Phrase grounding data
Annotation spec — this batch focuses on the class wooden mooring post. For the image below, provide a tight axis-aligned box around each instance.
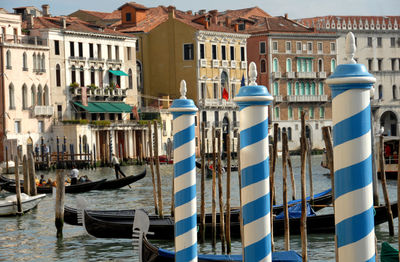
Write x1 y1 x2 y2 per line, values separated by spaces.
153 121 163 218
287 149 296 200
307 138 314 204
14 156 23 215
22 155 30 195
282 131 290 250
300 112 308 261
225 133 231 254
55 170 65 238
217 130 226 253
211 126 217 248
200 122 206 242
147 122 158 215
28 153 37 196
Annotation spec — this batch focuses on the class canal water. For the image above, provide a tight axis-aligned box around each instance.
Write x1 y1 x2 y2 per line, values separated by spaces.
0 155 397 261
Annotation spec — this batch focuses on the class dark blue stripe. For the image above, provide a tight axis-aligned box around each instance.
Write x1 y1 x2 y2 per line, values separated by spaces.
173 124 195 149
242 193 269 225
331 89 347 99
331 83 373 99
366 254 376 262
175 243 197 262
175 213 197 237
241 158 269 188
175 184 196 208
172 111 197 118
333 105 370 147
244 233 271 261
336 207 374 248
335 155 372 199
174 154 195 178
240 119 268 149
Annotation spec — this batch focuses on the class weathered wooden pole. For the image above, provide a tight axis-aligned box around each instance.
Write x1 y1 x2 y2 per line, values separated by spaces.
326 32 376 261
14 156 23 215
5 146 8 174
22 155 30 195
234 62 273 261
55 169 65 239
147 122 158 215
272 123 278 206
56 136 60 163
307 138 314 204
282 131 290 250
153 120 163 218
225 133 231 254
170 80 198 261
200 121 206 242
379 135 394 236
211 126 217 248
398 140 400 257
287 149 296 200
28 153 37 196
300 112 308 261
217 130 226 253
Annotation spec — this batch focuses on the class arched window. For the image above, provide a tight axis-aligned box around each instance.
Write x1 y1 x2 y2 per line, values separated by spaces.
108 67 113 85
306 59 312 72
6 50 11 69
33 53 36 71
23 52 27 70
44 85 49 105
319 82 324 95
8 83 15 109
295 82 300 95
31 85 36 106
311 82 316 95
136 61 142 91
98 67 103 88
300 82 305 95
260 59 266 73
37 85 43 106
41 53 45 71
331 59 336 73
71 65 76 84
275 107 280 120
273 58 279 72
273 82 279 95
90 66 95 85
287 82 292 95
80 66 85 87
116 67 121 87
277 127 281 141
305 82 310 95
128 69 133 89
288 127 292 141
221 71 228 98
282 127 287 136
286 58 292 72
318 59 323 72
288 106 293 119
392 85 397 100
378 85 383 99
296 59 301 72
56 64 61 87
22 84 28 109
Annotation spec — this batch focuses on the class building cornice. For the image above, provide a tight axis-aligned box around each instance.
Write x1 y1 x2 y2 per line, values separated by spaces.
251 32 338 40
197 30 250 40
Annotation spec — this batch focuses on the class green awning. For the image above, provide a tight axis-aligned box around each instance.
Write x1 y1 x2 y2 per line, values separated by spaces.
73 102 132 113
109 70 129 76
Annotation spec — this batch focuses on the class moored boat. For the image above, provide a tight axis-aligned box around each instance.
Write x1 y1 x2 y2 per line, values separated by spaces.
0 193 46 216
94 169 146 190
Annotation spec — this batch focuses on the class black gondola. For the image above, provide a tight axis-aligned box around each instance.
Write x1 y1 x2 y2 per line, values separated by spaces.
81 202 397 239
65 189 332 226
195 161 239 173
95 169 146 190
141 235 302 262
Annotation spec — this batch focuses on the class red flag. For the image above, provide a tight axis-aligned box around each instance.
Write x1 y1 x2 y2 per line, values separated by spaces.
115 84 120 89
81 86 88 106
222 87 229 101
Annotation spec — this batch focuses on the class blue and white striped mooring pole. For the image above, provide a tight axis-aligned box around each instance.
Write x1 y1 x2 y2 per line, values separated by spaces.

▶ TASK GOAL: Print exactly the lines from the first line of the records above through the line containing "Annotation spec — this batch focuses on the class arched", both included, and leave the pictures out.

▶ ANSWER TO THE EXERCISE:
Annotation spec — this batch focuses on the class wooden mooring post. For the image below, provide a tight axis-aligned box around each instance.
Write x1 y1 x2 y2 per line, values separated by spaces.
153 121 163 218
287 149 296 200
307 138 314 204
14 156 23 215
22 155 30 195
282 131 290 250
300 112 308 261
225 133 231 254
55 170 65 238
217 130 226 253
211 126 217 248
200 122 206 242
147 122 158 215
28 153 37 196
Annotation spec — this batch focuses on the class canal water. For the image above, provide a tight axis-aligned box around each instance.
Write x1 y1 x2 y2 per line, values separated by spaces.
0 155 397 261
Annotation spec — this batch focuses on the class dark blue stripe. For the image above, provide a tight axis-aligned box around each instance.
Write x1 y1 x2 y2 per line, values separated by spaces.
173 124 195 149
242 193 269 225
331 89 347 99
331 83 373 99
366 254 376 262
175 243 197 262
175 213 197 237
241 158 269 188
175 184 196 208
172 111 197 118
333 105 370 147
244 233 271 261
336 207 374 248
335 155 372 199
174 154 195 178
240 119 268 149
Annotation spec — this batch focuses on the class weathered wooden pole. For the image above, provide a tight axis-aligned box around each instance.
Write x1 y1 x2 y2 per line, values separated by spaces.
326 32 376 261
14 156 23 215
5 146 8 174
22 155 30 195
234 62 273 261
55 169 65 239
147 122 158 215
272 123 278 206
56 136 60 163
307 138 314 204
282 131 290 250
153 120 163 218
225 133 231 254
170 80 198 261
200 121 206 242
379 135 394 236
211 126 217 248
398 140 400 257
287 149 296 200
28 153 37 196
300 112 308 261
217 130 226 253
Annotation spec — this batch focuses on the class arched window. For the image above, provide a tight axis-aligned box around each instance.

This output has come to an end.